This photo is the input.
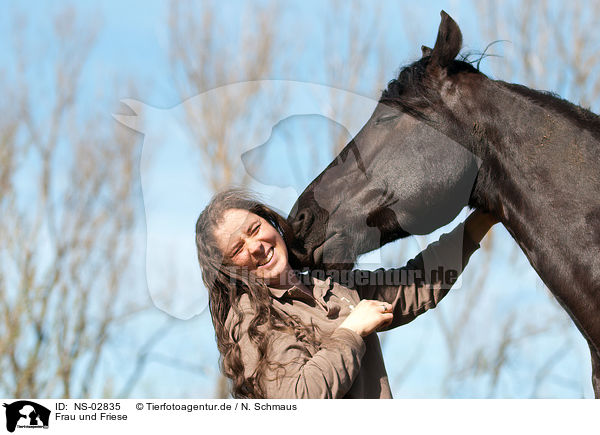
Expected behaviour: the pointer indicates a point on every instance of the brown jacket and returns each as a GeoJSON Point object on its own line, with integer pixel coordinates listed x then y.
{"type": "Point", "coordinates": [346, 365]}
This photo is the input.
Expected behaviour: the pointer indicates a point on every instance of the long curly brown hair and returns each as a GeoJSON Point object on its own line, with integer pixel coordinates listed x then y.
{"type": "Point", "coordinates": [226, 285]}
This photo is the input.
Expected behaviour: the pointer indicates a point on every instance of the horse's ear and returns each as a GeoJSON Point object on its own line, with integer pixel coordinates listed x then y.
{"type": "Point", "coordinates": [448, 42]}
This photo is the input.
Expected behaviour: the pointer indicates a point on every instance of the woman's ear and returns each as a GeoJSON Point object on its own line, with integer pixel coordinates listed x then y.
{"type": "Point", "coordinates": [448, 42]}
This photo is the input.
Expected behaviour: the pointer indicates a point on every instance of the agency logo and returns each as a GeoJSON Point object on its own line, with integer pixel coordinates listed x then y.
{"type": "Point", "coordinates": [25, 414]}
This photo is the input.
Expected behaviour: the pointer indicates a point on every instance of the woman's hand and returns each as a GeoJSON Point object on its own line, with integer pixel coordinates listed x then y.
{"type": "Point", "coordinates": [478, 224]}
{"type": "Point", "coordinates": [368, 316]}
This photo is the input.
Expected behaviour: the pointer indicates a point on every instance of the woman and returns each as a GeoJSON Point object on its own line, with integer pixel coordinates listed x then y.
{"type": "Point", "coordinates": [286, 335]}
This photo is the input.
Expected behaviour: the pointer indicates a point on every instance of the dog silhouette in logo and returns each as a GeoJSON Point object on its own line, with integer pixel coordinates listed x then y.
{"type": "Point", "coordinates": [31, 411]}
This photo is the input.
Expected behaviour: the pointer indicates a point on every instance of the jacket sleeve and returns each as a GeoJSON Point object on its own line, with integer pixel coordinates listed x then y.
{"type": "Point", "coordinates": [423, 282]}
{"type": "Point", "coordinates": [328, 373]}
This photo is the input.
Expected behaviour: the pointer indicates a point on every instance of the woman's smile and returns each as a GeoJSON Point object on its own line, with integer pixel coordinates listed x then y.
{"type": "Point", "coordinates": [249, 241]}
{"type": "Point", "coordinates": [268, 259]}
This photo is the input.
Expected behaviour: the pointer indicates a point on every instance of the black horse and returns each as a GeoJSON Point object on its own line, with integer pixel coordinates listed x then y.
{"type": "Point", "coordinates": [444, 136]}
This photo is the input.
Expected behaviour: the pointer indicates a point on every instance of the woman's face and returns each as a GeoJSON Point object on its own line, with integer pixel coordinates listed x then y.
{"type": "Point", "coordinates": [249, 241]}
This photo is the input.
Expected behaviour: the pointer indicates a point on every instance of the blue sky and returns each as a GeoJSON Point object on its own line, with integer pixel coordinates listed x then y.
{"type": "Point", "coordinates": [132, 44]}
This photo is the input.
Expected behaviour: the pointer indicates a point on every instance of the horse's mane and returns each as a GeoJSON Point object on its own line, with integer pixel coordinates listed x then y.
{"type": "Point", "coordinates": [413, 91]}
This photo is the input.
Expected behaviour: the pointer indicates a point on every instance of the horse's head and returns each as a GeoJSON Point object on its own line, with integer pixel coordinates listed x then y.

Task objective ::
Images in the records should not be copied. Repeat all the rest exactly.

Exercise output ::
This photo is the input.
Expected behaviour: the pointer indicates a point on every instance of the brown jacket and returns each as a GeoJSON Point object on its own line, with integer pixel coordinates listed x then y.
{"type": "Point", "coordinates": [346, 365]}
This photo is the input.
Expected behaviour: the pointer indicates a point on every instance of the long curly brown hair and returns each as a GeoJSON Point object on its own line, with integer pixel coordinates listed x then y.
{"type": "Point", "coordinates": [226, 285]}
This photo is the input.
Expected behaviour: the pointer indicates a point on every instance of the horse's ear and returns each as a GeoJSON Point object on its own line, with integer pixel coordinates listed x then y.
{"type": "Point", "coordinates": [448, 42]}
This photo is the input.
Expected behaviour: the pointer indicates a point on every instance of the woman's ear and returns each as a GeoJSON Point object on its own line, with integer pixel coordinates listed x then y.
{"type": "Point", "coordinates": [448, 42]}
This photo is the input.
Expected behaviour: the pointer indicates a point on every instance of the agency logo and returns each as a GeoJSON Point object on its own line, with integer pixel coordinates listed x then y.
{"type": "Point", "coordinates": [25, 414]}
This photo is the input.
Expected behaviour: the pointer indicates a point on every instance of the woman's hand and returns each as a GeoJSON Point object on its own line, with integer pixel coordinates listed x then y.
{"type": "Point", "coordinates": [478, 224]}
{"type": "Point", "coordinates": [368, 316]}
This photo is the input.
Expected behaviour: the pointer indicates a point on every instance of the woman and returns each as a GeoJSON Point object on its own line, with integer pixel coordinates listed x then y.
{"type": "Point", "coordinates": [286, 335]}
This photo is the input.
Expected behaviour: the pointer indicates a point on every instance of the dog silhouette in logo and returns each as a GeoJSON Point object on its own line, with integer pixel coordinates listed x then y.
{"type": "Point", "coordinates": [31, 411]}
This photo is the input.
Expected behaviour: the pointer indicates a point on every instance of the jacket sleeve and returns each as a GeoJSON Point object on its own line, with integer pixel coordinates listed x then y.
{"type": "Point", "coordinates": [423, 282]}
{"type": "Point", "coordinates": [328, 373]}
This photo is the input.
Expected behaviour: the pointer indicates a point on every instance of the woman's smile and returns each as a GeoJSON Point object on its own line, with integer pixel coordinates listed x then y.
{"type": "Point", "coordinates": [249, 241]}
{"type": "Point", "coordinates": [268, 259]}
This photo is the input.
Expected behaviour: the pointer indicates a point on every instance of the black horse and returns each as a GeoJSON Point object on its own line, with integer pixel coordinates listed x then y.
{"type": "Point", "coordinates": [444, 136]}
This photo is the input.
Expected behaviour: the pointer indicates a point on every instance of the woman's face and returns each as a GeoJSON Point object on its own line, with integer pixel coordinates listed x then y.
{"type": "Point", "coordinates": [249, 241]}
This photo is the input.
Expected behaviour: the pointer indicates a point on every instance of the blue sky and returns each as a GeoJSON Point object on its own line, with integer pixel coordinates listed x then y.
{"type": "Point", "coordinates": [132, 44]}
This photo is the input.
Expected behaviour: the pointer indicates a point on every instance of the horse's mane and returns each as a GeoJSON Point object on its own line, with integer pixel coordinates listed x then y.
{"type": "Point", "coordinates": [413, 91]}
This photo is the input.
Expected behaviour: the pointer indicates a point on every instance of the horse's head and returns each as a GeoJSON Point object on its own line, with integer pixel coordinates listed x then y.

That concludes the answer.